● Work to do: Retype all the records with nothing changed.

Recorded data
● ● ● ● ● ● ●

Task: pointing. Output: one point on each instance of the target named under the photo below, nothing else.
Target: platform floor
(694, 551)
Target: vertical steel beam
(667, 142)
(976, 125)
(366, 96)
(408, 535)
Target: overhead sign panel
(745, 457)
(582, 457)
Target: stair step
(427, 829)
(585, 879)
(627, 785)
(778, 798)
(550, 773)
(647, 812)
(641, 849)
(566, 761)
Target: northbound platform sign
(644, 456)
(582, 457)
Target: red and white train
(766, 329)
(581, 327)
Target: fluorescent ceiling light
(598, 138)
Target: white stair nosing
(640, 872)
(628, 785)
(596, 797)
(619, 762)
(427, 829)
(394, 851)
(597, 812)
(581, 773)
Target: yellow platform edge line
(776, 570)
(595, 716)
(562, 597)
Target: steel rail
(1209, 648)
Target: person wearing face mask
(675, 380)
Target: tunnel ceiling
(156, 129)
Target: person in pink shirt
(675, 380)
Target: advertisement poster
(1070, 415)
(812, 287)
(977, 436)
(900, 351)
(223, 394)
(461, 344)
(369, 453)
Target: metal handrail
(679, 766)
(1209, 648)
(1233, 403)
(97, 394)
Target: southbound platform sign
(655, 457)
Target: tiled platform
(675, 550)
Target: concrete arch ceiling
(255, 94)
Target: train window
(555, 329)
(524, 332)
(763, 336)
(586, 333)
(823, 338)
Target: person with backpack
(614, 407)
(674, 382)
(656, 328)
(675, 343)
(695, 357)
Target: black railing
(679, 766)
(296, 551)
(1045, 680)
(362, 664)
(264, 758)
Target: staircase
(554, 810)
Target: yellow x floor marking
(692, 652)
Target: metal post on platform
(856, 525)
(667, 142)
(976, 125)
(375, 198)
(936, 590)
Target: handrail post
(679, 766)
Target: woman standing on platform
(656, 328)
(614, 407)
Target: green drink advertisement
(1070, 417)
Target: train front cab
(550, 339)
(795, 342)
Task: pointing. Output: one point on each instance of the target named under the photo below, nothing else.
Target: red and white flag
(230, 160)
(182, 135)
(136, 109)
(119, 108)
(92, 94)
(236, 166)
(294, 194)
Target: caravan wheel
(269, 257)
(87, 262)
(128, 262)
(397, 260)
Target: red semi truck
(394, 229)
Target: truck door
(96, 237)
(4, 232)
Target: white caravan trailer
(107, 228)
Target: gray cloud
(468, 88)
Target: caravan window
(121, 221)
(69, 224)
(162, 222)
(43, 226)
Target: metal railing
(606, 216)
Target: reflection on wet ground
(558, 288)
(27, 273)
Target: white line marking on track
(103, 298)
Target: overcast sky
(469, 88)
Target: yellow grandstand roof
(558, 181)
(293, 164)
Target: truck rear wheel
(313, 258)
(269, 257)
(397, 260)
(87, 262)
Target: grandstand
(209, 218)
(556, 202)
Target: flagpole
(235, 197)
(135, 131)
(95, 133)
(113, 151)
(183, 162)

● ● ● ● ● ● ●

● Right answer:
Task: pointing. Output: one point on each instance of the target named under the photo below, nothing else.
Target: platform floor
(694, 551)
Target: vertical steel beam
(667, 142)
(976, 125)
(366, 96)
(408, 535)
Target: overhead sign panel
(745, 457)
(582, 457)
Target: stair step
(427, 829)
(585, 879)
(627, 785)
(778, 798)
(550, 773)
(647, 812)
(641, 849)
(566, 761)
Target: northbound platform sign
(644, 456)
(582, 457)
Target: red and white train
(766, 329)
(581, 327)
Target: fluorescent ceiling light
(598, 138)
Target: white stair nosing
(640, 872)
(628, 785)
(596, 797)
(619, 762)
(427, 829)
(394, 851)
(597, 812)
(581, 773)
Target: yellow platform edge line
(776, 570)
(595, 716)
(562, 597)
Target: steel rail
(1209, 648)
Target: person wearing face mask
(675, 380)
Target: tunnel ceiling
(156, 129)
Target: person in pink shirt
(675, 380)
Target: advertisement poster
(1070, 415)
(812, 287)
(977, 436)
(900, 351)
(223, 394)
(461, 344)
(369, 453)
Target: metal handrail
(679, 766)
(1209, 648)
(1233, 403)
(97, 394)
Target: southbound platform sign
(655, 457)
Target: tiled platform
(675, 550)
Target: concrete arch ceiling
(255, 94)
Target: train window
(555, 329)
(524, 332)
(763, 336)
(586, 333)
(823, 338)
Target: person with backpack
(614, 407)
(674, 382)
(656, 328)
(675, 343)
(695, 357)
Target: black railing
(679, 766)
(296, 551)
(1045, 680)
(362, 664)
(264, 758)
Target: staircase
(554, 810)
Target: yellow x floor marking
(692, 652)
Target: metal post on platform
(856, 525)
(667, 142)
(976, 125)
(375, 198)
(936, 590)
Target: handrail post
(679, 766)
Target: woman standing on platform
(656, 328)
(614, 407)
Target: green drink advertisement
(1070, 417)
Target: train front cab
(550, 339)
(795, 342)
Task: pointing. Output: one point on each instance of the target named under the photo below, nothing else.
Target: red and white flag
(230, 160)
(182, 135)
(136, 109)
(119, 108)
(92, 94)
(236, 166)
(294, 194)
Target: caravan wheel
(269, 257)
(87, 262)
(128, 262)
(397, 260)
Target: red semi truck
(394, 229)
Target: truck door
(96, 237)
(4, 232)
Target: white caravan trailer
(107, 228)
Target: gray cloud
(468, 88)
Target: caravan window
(121, 221)
(69, 224)
(162, 222)
(43, 226)
Target: metal railing
(606, 216)
Target: reflection on wet ground
(558, 288)
(27, 273)
Target: white line marking on track
(103, 298)
Target: overcast sky
(469, 88)
Target: yellow grandstand roof
(558, 181)
(293, 164)
Target: truck rear wheel
(313, 258)
(269, 257)
(397, 260)
(87, 262)
Target: grandstand
(209, 218)
(556, 202)
Target: flagpole
(235, 197)
(135, 131)
(95, 133)
(113, 151)
(183, 162)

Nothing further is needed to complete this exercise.